Region pointing data
[Start of Attachment]

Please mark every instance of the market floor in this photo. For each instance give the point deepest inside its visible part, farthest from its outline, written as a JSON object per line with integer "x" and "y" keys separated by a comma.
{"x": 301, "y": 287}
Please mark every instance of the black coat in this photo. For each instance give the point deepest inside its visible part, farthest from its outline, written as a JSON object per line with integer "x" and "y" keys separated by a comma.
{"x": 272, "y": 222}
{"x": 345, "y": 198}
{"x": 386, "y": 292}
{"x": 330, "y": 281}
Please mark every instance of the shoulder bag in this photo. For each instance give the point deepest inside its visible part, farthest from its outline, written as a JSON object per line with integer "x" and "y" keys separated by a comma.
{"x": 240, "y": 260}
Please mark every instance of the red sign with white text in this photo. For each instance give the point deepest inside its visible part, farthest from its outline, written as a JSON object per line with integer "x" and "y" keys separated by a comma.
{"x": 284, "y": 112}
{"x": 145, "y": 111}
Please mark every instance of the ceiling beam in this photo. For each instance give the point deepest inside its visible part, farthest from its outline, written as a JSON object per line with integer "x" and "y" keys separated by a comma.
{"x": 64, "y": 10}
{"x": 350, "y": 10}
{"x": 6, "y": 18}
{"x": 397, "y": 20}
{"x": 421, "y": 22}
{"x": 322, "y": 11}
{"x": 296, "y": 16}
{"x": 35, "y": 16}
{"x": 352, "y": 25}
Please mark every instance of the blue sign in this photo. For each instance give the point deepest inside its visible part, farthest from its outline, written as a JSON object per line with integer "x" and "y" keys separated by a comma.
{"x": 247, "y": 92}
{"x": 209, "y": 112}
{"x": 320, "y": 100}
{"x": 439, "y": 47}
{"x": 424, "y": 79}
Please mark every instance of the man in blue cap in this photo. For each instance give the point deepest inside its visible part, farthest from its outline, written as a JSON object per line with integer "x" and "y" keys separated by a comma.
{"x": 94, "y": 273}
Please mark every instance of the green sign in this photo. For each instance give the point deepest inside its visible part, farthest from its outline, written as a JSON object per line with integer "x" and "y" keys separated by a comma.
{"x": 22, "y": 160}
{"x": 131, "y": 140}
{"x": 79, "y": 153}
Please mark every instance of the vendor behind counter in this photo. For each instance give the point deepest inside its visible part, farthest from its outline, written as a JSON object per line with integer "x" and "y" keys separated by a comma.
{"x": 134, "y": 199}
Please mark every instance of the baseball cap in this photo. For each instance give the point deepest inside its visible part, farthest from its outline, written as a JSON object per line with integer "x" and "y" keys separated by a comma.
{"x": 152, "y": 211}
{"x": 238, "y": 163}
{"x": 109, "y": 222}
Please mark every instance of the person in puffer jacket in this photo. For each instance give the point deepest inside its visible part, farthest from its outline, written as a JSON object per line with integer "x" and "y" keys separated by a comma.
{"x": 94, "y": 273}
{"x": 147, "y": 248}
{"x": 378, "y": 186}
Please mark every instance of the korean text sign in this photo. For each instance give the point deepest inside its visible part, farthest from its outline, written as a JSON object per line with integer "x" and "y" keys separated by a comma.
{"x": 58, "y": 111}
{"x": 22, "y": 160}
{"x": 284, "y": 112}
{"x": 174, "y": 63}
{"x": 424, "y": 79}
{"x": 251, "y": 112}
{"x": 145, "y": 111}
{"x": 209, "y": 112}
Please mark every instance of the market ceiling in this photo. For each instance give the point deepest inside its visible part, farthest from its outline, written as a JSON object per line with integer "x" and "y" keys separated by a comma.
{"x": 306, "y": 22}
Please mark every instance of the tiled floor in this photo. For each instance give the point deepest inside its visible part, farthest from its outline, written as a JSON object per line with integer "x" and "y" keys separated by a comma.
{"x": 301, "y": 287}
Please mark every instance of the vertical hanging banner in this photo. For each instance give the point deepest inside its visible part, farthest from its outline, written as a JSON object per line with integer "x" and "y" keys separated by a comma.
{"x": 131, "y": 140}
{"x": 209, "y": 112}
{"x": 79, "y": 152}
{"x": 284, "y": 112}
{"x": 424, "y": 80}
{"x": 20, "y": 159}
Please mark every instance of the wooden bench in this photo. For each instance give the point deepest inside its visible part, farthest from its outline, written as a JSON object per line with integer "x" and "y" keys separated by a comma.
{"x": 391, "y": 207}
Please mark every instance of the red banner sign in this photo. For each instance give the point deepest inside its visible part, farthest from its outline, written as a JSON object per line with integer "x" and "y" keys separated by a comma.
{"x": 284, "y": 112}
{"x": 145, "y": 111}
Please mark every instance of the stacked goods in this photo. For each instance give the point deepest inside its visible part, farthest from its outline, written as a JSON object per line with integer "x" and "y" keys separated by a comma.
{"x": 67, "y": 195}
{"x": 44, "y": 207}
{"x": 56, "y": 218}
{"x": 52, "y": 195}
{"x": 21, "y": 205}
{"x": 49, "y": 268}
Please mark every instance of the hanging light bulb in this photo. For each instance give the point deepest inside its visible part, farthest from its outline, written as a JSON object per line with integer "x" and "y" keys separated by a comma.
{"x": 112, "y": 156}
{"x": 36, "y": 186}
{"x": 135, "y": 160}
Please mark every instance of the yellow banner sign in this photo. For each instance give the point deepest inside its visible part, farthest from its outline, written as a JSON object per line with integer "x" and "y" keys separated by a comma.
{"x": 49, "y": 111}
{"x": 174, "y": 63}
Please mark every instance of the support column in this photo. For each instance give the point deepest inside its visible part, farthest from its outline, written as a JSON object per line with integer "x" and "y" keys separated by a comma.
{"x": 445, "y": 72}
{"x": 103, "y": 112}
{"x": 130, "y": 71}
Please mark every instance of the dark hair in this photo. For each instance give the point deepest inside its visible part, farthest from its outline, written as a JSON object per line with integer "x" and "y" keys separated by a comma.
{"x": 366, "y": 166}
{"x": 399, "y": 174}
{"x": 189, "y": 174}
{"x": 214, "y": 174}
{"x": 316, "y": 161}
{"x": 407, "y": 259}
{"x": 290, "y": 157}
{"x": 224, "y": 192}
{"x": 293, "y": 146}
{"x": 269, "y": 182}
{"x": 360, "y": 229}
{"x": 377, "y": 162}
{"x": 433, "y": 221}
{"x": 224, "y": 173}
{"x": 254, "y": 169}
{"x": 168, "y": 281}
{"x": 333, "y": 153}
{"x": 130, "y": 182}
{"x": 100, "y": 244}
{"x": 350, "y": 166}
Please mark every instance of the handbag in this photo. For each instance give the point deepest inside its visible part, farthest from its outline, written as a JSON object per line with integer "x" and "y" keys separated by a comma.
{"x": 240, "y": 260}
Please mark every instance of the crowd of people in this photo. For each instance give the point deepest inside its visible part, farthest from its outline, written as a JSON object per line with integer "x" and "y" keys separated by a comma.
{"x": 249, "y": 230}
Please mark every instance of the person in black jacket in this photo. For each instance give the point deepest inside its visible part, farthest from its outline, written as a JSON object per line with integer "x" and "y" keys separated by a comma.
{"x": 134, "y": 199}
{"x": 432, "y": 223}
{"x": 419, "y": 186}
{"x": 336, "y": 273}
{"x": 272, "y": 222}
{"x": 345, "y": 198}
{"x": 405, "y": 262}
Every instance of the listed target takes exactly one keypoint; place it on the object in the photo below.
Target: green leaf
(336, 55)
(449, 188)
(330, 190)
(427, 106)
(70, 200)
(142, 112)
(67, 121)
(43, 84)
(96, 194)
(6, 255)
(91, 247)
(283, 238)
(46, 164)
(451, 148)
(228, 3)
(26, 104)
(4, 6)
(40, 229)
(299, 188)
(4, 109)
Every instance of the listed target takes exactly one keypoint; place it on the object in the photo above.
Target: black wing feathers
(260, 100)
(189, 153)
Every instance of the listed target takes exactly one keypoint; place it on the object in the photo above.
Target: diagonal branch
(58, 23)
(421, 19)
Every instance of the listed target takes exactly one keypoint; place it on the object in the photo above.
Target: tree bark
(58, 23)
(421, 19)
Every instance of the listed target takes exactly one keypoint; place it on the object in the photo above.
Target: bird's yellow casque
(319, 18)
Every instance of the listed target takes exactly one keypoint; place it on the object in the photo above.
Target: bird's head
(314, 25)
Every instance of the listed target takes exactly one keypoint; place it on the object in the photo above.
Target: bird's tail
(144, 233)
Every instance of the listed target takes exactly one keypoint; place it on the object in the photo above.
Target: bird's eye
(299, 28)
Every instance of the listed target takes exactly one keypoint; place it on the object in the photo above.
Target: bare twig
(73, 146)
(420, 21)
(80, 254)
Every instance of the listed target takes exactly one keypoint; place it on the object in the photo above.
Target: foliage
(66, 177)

[End of Attachment]

* YOUR OBJECTIVE:
Output only the lines running from the line with "Target: bird's eye" through the final line of the data, inclusive.

* RESPONSE:
Target: bird's eye
(299, 28)
Every instance of the listed target takes exactly one keypoint; place it on the object in the photo above.
Target: bare twig
(73, 146)
(420, 21)
(80, 254)
Every instance of the listed target takes exactly one keypoint; place it on the object in the photo above.
Target: foliage
(66, 177)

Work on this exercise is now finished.